§ **TASK**
Rewrite the items below, changing every "pink flower" to "pink blossom" and leaving everything else untouched.

** Begin EXTRACTED RECORDS **

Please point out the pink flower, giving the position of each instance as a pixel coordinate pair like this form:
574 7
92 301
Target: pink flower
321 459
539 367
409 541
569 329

** End EXTRACTED RECORDS **

§ **WORKED SOLUTION**
Please point out the pink blossom, giving the position of each instance as a pixel coordinate pair like this form:
574 7
92 301
Target: pink blossom
321 459
539 367
409 541
569 329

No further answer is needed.